Description. During a previous inspection, the NRC reviewed calculations for VAS-1 and
VAS-2 pipe supports on the containment air cooling systems and found that the
calculations had an error in the design requirements for U-bolts. Specifically, calculation
FC05918 for the VAS-1 and VAS-2 U-bolts did not consider two-directional applied
loading, it only considered tensile loads. The NRC issued an apparent violation
AV 05000285/2013012-09, Failure to adequately implement design requirements for
containment air cooler pipe supports in NRC Inspection Report 0500285/2013-012
(ML 13144A772).
- 65 -
Analysis. The inspectors determined that the failure to ensure adequacy of the U-bolts
for containment air cooler pipe supports VAS-1 and VAS-2 in accordance with design
basis requirements was a performance deficiency.
The performance deficiency was determined to be more than minor because it required
calculations to be re-performed to prove the system was operable, and it was associated
with the Mitigating Systems cornerstone attribute of design control and affected the
cornerstone objective of ensuring the availability, reliability, and capability of several
safety injection tank valves. Specifically, the one-directional U-bolts for VAS-1 and VAS-
2 are not designed to withstand two-directional loading and the condensate drain piping
line has the potential to adversely impact the safety injection tank discharge isolation
valves HCV-2984 and HCV-2794 during a design basis event.
The licensee updated calculation FC05918 and provided an operability evaluation to
address the degraded condition. The inspectors reviewed the information and found the
analysis adequately supported the operability of the affected equipment.
Using Inspection Manual Chapter 0609, Attachment 4 Initial Characterization of
Findings, and Appendix A, The Significance Determination Process (SDP) for findings
at-power, both dated 6/19/12, the inspectors determined performance deficiency
affected the mitigating systems cornerstone and screened to Green because the finding
affected the design and qualification of a mitigating SSC but remained operable. The
inspectors used the at-power SDP because the condition existed since construction and
while the plant was predominantly at power.

> [Exercise task]:
In the NRC inspection excerpt, can you repeat the part that opens with the words containing "The licensee updated" and closes with "predominantly at power.", substituting "plant operator" for "licensee"?

> [Entries supplied]:
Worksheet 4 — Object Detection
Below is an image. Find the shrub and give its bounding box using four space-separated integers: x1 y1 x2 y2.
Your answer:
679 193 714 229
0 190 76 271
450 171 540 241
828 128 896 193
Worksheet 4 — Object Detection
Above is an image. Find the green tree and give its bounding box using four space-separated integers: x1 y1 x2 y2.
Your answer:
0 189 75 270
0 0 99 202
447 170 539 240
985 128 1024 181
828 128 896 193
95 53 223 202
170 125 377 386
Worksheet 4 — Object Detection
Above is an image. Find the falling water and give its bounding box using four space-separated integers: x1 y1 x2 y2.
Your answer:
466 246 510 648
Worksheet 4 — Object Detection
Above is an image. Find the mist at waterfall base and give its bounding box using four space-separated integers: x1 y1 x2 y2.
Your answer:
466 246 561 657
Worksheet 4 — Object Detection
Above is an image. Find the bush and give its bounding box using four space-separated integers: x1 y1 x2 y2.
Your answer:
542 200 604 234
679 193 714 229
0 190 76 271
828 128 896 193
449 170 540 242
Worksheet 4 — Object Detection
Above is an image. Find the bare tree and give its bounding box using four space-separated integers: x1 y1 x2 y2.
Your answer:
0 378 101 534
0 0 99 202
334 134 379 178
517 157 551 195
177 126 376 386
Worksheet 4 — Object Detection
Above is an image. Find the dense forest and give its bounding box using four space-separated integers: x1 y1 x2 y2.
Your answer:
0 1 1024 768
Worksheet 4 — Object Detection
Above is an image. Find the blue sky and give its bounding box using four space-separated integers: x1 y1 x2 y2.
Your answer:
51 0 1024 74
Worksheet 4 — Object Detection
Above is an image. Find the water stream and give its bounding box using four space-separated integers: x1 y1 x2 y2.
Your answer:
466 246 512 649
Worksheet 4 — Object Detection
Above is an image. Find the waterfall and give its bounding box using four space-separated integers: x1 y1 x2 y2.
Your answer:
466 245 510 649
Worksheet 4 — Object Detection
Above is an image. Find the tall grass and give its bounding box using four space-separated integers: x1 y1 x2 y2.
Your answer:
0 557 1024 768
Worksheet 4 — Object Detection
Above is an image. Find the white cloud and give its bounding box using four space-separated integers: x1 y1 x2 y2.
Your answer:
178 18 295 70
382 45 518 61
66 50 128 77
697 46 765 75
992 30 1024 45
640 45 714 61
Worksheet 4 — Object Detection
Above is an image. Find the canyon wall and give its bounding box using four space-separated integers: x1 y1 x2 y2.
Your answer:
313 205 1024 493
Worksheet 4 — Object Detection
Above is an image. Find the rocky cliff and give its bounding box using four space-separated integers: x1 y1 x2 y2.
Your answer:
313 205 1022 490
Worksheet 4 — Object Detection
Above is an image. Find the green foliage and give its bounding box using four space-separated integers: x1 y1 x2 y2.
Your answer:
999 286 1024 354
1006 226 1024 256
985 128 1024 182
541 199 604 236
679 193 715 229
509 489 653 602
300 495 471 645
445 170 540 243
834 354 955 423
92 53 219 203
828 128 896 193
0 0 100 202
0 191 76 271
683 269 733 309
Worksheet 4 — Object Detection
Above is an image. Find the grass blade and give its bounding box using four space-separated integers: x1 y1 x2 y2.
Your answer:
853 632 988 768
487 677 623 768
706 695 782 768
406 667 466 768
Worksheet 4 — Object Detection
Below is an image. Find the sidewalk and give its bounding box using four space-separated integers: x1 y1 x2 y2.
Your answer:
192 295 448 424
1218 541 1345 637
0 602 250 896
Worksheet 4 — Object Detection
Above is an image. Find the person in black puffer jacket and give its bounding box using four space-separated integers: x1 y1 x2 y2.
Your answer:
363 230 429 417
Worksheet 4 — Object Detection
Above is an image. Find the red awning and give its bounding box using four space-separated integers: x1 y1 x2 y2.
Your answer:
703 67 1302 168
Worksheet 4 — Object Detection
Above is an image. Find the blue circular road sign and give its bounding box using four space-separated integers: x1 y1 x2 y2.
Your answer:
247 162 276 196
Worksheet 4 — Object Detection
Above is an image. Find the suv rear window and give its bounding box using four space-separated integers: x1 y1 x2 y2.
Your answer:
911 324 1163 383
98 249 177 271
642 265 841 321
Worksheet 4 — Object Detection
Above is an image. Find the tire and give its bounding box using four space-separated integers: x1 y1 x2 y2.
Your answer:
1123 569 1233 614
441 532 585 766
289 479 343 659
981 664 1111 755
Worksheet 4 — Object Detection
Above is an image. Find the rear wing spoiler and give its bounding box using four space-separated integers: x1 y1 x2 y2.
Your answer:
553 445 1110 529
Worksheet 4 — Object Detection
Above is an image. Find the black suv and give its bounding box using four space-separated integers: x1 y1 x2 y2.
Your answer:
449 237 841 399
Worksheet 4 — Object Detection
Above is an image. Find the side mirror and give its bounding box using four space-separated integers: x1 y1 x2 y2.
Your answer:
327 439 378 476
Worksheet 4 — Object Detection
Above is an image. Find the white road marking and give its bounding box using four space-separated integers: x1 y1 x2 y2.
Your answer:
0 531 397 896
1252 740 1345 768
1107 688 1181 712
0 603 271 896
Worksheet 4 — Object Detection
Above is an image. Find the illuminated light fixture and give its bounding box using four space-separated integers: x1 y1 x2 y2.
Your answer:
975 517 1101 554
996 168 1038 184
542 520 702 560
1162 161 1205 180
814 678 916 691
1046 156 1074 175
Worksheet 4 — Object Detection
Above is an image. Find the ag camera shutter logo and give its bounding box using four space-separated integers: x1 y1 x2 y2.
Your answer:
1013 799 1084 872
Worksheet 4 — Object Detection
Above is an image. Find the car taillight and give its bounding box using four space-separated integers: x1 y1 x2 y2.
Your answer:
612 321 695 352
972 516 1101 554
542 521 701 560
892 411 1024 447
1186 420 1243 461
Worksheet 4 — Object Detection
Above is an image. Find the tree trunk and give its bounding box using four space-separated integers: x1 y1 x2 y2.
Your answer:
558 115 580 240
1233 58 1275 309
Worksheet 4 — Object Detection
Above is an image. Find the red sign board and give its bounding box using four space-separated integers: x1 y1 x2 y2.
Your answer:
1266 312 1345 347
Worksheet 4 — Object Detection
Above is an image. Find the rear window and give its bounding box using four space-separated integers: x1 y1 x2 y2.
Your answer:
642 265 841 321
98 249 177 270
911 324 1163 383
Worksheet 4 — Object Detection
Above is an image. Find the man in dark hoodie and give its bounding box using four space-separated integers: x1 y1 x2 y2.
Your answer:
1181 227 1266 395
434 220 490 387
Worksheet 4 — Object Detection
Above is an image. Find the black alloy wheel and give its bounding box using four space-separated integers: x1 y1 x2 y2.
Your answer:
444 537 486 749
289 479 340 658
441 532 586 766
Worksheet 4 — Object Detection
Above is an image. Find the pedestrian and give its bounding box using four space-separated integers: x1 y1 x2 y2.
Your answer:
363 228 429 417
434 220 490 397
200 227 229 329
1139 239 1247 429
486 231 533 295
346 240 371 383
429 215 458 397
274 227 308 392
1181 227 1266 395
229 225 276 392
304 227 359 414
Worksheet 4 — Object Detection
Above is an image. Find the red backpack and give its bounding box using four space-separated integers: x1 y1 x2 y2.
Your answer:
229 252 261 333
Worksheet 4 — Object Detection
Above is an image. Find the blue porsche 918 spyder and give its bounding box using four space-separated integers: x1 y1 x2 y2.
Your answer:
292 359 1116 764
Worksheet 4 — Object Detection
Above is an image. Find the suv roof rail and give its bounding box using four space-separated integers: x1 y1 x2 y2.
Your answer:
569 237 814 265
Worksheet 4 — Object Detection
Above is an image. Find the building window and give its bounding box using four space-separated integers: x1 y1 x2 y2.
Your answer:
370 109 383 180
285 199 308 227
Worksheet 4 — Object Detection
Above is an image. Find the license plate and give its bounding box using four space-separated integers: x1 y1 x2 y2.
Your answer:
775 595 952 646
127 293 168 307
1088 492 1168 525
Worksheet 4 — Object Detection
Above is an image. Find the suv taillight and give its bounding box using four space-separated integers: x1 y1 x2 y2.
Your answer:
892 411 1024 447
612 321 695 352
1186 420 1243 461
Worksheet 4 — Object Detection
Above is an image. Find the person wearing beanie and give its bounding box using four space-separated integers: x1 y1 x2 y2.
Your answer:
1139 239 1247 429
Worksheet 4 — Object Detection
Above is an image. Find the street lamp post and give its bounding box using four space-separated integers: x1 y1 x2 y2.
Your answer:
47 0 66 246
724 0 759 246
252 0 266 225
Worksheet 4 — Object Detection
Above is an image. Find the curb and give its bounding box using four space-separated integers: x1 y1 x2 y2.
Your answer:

> [Exercise response]:
The plant operator updated calculation FC05918 and provided an operability evaluation to
address the degraded condition. The inspectors reviewed the information and found the
analysis adequately supported the operability of the affected equipment.
Using Inspection Manual Chapter 0609, Attachment 4 Initial Characterization of
Findings, and Appendix A, The Significance Determination Process (SDP) for findings
at-power, both dated 6/19/12, the inspectors determined performance deficiency
affected the mitigating systems cornerstone and screened to Green because the finding
affected the design and qualification of a mitigating SSC but remained operable. The
inspectors used the at-power SDP because the condition existed since construction and
while the plant was predominantly at power.